◆ REQUIRED TASK ◆
Reproduce word for word the rows from the line containing "Question. The photo above holds the high" through the end of the rows, omitting the pictures.

◆ Excerpts of pointing data ◆
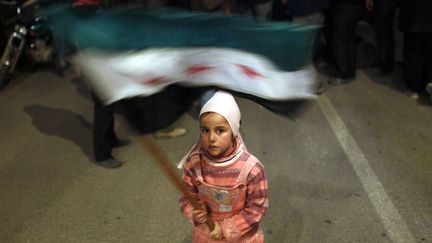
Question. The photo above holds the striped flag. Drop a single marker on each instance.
(137, 52)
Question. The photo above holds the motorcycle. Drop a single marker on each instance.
(31, 36)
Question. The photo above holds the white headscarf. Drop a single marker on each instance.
(224, 104)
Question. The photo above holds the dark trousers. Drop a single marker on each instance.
(103, 130)
(417, 59)
(345, 19)
(384, 14)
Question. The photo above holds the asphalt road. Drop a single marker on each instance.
(354, 166)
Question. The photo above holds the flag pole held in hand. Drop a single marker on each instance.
(163, 163)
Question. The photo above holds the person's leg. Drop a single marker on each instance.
(345, 20)
(414, 63)
(103, 134)
(428, 56)
(386, 38)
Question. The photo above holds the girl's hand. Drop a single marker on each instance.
(216, 234)
(199, 215)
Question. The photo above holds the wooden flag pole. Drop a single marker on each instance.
(164, 165)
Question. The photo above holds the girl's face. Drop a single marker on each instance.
(216, 135)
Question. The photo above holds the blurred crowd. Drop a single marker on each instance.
(337, 42)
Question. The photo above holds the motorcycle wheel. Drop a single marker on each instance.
(4, 75)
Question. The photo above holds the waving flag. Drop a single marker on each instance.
(136, 52)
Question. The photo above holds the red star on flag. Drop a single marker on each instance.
(197, 69)
(249, 71)
(152, 81)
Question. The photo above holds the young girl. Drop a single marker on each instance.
(224, 177)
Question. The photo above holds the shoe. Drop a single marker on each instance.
(121, 143)
(60, 68)
(429, 90)
(320, 88)
(412, 95)
(110, 163)
(173, 133)
(385, 71)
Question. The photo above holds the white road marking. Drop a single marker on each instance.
(395, 226)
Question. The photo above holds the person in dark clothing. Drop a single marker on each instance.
(416, 24)
(104, 137)
(346, 14)
(383, 18)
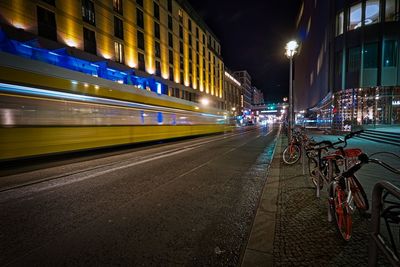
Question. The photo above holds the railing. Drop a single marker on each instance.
(386, 206)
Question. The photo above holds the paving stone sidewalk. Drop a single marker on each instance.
(291, 226)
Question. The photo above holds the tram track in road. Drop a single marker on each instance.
(196, 197)
(116, 164)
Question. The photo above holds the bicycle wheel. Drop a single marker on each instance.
(341, 211)
(359, 196)
(291, 154)
(314, 173)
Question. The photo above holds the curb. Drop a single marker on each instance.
(260, 245)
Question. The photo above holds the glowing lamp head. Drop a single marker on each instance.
(291, 49)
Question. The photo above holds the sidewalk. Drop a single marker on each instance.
(291, 227)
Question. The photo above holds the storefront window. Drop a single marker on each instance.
(389, 53)
(370, 55)
(371, 12)
(354, 17)
(391, 10)
(354, 59)
(339, 23)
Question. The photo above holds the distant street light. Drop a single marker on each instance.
(290, 52)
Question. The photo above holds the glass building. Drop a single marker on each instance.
(361, 61)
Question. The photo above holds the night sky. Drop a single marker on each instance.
(253, 35)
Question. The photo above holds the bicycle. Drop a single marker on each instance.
(292, 153)
(325, 170)
(342, 194)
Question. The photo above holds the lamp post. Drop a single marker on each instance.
(290, 52)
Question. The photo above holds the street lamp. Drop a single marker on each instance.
(290, 52)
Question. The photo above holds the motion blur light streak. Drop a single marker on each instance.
(83, 98)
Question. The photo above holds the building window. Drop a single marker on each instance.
(89, 41)
(354, 21)
(389, 53)
(117, 5)
(371, 12)
(169, 4)
(370, 55)
(391, 10)
(171, 74)
(156, 10)
(46, 21)
(180, 31)
(354, 59)
(142, 64)
(157, 30)
(140, 38)
(119, 52)
(170, 23)
(339, 23)
(158, 68)
(118, 28)
(157, 49)
(171, 57)
(139, 18)
(88, 14)
(170, 40)
(181, 47)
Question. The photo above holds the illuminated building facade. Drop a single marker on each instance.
(164, 40)
(232, 94)
(257, 97)
(245, 80)
(348, 64)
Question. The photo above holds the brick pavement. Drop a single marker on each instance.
(291, 227)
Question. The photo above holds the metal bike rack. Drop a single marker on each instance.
(376, 240)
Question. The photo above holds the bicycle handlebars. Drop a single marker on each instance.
(364, 159)
(328, 144)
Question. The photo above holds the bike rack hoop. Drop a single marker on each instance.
(376, 241)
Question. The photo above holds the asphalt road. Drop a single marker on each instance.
(188, 203)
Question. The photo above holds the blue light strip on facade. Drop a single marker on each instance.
(60, 58)
(11, 88)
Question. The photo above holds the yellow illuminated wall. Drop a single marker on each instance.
(22, 14)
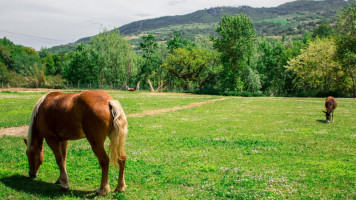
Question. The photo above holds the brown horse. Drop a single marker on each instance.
(330, 105)
(59, 117)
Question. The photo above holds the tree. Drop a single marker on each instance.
(315, 67)
(83, 67)
(4, 73)
(235, 43)
(191, 66)
(150, 67)
(178, 42)
(324, 30)
(115, 57)
(346, 42)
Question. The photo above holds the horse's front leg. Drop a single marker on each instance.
(60, 152)
(103, 158)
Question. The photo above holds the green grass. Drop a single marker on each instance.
(239, 148)
(16, 107)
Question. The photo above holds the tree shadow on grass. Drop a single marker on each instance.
(321, 121)
(33, 186)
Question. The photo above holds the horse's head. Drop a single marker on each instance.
(328, 116)
(35, 158)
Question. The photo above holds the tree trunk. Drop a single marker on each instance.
(138, 86)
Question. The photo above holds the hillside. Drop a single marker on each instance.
(287, 19)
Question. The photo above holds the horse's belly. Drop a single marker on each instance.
(72, 134)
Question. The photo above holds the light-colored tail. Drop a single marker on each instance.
(33, 115)
(118, 133)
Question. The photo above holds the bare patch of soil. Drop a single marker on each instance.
(163, 110)
(22, 130)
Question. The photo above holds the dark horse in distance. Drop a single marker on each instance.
(58, 117)
(330, 105)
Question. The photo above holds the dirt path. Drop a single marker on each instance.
(22, 130)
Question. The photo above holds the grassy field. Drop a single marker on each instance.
(239, 148)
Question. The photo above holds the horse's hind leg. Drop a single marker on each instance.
(332, 117)
(99, 151)
(60, 152)
(121, 183)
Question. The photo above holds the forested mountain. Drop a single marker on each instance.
(288, 19)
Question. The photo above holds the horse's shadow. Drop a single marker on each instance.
(33, 186)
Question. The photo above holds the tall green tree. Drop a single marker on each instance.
(316, 68)
(324, 30)
(178, 42)
(194, 67)
(83, 67)
(150, 66)
(236, 45)
(115, 57)
(346, 42)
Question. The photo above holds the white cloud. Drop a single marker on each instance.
(38, 23)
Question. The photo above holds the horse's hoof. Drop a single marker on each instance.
(103, 192)
(64, 188)
(120, 189)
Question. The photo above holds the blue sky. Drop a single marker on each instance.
(46, 23)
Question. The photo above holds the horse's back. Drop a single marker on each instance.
(72, 116)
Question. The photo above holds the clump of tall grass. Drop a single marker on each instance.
(35, 75)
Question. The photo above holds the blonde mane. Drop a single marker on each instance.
(33, 115)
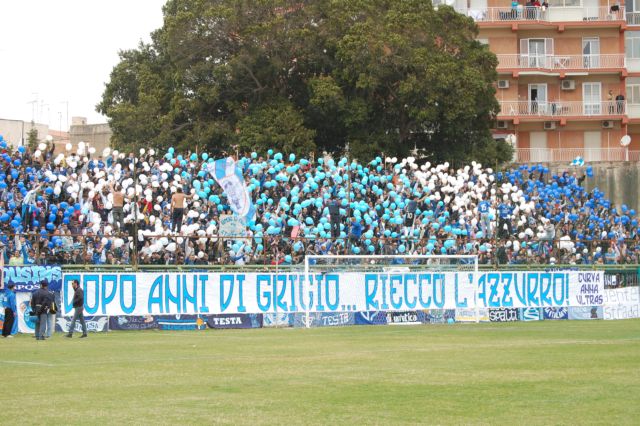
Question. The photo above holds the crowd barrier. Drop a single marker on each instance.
(201, 300)
(78, 249)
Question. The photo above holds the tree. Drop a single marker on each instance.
(379, 75)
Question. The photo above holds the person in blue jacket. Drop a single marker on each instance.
(10, 311)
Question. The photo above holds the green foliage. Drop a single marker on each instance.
(277, 125)
(389, 76)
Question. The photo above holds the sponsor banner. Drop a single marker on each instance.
(27, 278)
(621, 312)
(555, 313)
(147, 322)
(5, 303)
(503, 314)
(622, 303)
(26, 323)
(97, 324)
(622, 296)
(370, 318)
(405, 317)
(321, 319)
(530, 314)
(585, 312)
(440, 316)
(235, 321)
(469, 315)
(221, 293)
(181, 322)
(277, 320)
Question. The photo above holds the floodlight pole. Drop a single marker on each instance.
(135, 216)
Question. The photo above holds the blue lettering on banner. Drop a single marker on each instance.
(585, 312)
(181, 322)
(230, 293)
(28, 278)
(439, 316)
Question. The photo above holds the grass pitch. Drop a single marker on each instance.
(549, 372)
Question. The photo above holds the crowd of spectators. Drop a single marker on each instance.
(83, 208)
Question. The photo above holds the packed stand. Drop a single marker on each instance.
(80, 208)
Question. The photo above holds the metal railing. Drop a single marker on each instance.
(633, 18)
(561, 108)
(566, 155)
(539, 14)
(561, 62)
(192, 252)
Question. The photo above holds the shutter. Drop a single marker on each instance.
(548, 46)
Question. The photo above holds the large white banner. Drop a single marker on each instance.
(219, 293)
(622, 303)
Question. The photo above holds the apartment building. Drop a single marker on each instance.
(569, 76)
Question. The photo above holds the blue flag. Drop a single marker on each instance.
(230, 178)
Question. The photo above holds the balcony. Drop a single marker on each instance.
(561, 108)
(566, 155)
(633, 18)
(561, 62)
(537, 14)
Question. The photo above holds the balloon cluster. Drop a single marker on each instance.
(293, 198)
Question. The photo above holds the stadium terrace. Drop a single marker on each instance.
(59, 210)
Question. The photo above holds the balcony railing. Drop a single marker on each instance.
(566, 155)
(633, 18)
(561, 108)
(561, 62)
(552, 14)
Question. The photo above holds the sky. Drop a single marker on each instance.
(56, 55)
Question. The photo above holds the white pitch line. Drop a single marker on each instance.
(43, 364)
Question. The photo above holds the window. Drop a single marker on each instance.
(633, 93)
(632, 44)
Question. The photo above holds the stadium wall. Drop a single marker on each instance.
(620, 180)
(616, 303)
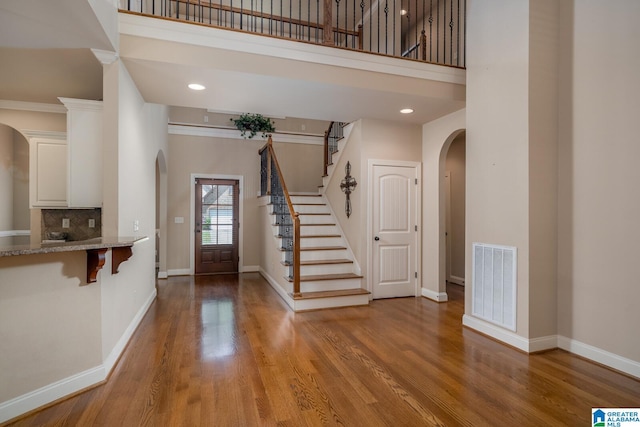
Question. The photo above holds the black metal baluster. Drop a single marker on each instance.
(451, 24)
(370, 27)
(394, 28)
(386, 27)
(378, 48)
(362, 18)
(458, 38)
(337, 35)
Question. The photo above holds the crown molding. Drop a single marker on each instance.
(105, 57)
(32, 106)
(233, 133)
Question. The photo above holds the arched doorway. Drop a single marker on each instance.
(161, 216)
(15, 216)
(455, 212)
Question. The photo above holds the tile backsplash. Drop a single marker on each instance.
(79, 229)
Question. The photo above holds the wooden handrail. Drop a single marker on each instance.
(261, 15)
(294, 216)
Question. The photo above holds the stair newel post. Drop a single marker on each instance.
(327, 29)
(326, 150)
(423, 46)
(270, 151)
(296, 254)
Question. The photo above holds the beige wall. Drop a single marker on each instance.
(498, 137)
(49, 329)
(369, 139)
(6, 178)
(598, 290)
(301, 164)
(455, 165)
(21, 219)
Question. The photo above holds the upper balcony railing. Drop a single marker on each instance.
(425, 30)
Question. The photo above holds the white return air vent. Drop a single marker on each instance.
(494, 284)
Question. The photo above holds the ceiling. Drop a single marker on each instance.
(44, 49)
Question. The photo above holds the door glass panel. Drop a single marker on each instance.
(217, 214)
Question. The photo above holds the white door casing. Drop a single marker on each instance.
(394, 228)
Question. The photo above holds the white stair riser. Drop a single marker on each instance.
(316, 230)
(315, 219)
(306, 199)
(332, 302)
(330, 285)
(312, 242)
(310, 209)
(313, 270)
(316, 255)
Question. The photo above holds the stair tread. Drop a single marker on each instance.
(337, 276)
(329, 294)
(327, 261)
(323, 248)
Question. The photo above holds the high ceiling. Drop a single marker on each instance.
(44, 49)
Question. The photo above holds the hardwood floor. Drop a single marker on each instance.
(226, 351)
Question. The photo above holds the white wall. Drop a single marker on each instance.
(141, 133)
(498, 136)
(436, 139)
(6, 178)
(598, 290)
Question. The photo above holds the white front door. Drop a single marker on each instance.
(395, 235)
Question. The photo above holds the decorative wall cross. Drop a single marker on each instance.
(347, 185)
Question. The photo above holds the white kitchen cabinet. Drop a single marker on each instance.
(48, 170)
(84, 154)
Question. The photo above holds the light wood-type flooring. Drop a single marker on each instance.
(226, 351)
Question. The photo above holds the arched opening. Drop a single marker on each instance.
(161, 216)
(455, 213)
(15, 216)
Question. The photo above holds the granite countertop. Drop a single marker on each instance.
(45, 248)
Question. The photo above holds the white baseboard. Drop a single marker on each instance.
(117, 350)
(457, 280)
(276, 286)
(80, 381)
(50, 393)
(435, 296)
(179, 272)
(606, 358)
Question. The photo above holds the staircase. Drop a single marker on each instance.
(328, 274)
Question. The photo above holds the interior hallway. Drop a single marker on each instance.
(225, 350)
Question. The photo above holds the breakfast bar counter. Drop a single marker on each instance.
(96, 250)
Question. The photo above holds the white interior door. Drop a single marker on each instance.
(395, 235)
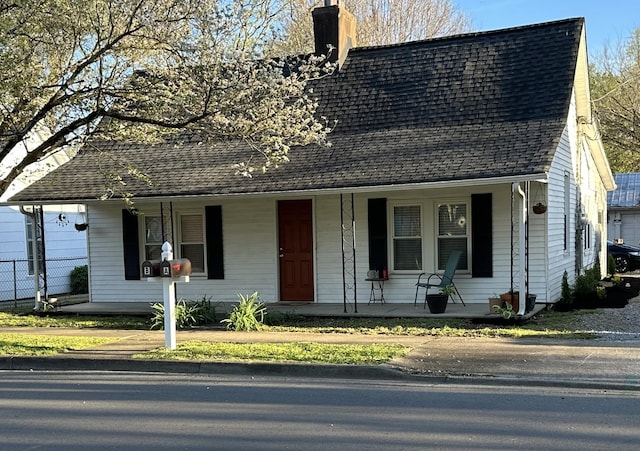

◆ SOLUTION TO THIS TASK ◆
Question. The photo above holds the high ceiling. Drop a single marker on each instance.
(44, 49)
Question. The photo above holds the hardwood floor. Drop a single marker on each instance.
(226, 351)
Question. The photo above holds the white wall. Drop a single marker on each instance.
(141, 133)
(498, 136)
(436, 139)
(6, 178)
(598, 290)
Question. The photo above holds the white front door. Drop a single marker on each instance.
(395, 235)
Question. The photo above holds the decorative wall cross. Drop a single marker on each instance.
(347, 185)
Question. The photo above holds the white kitchen cabinet. Drop a single marker on each instance.
(48, 170)
(84, 154)
Question. The photo above holds the light wood-type flooring. Drop a single marker on each instance.
(226, 351)
Question. The photo above holds the arched opening. Drop a single marker on each instance.
(161, 216)
(455, 213)
(15, 216)
Question. The photo above holds the granite countertop. Drop a single marker on each instance.
(45, 248)
Question. The photo above holds the white baseboard. Drop a single marker on each instance.
(117, 350)
(457, 280)
(276, 286)
(80, 381)
(50, 393)
(435, 296)
(179, 272)
(606, 358)
Question. The photo above holds the staircase. Drop a single marker on each instance.
(328, 274)
Question. The photo above holds the interior hallway. Drop a single marker on each instance.
(225, 350)
Question. The photo above holds the breakfast bar counter. Drop a single marker on each instance.
(96, 250)
Question. The photo above holds the white interior door. Drop a single marker on each instance.
(395, 235)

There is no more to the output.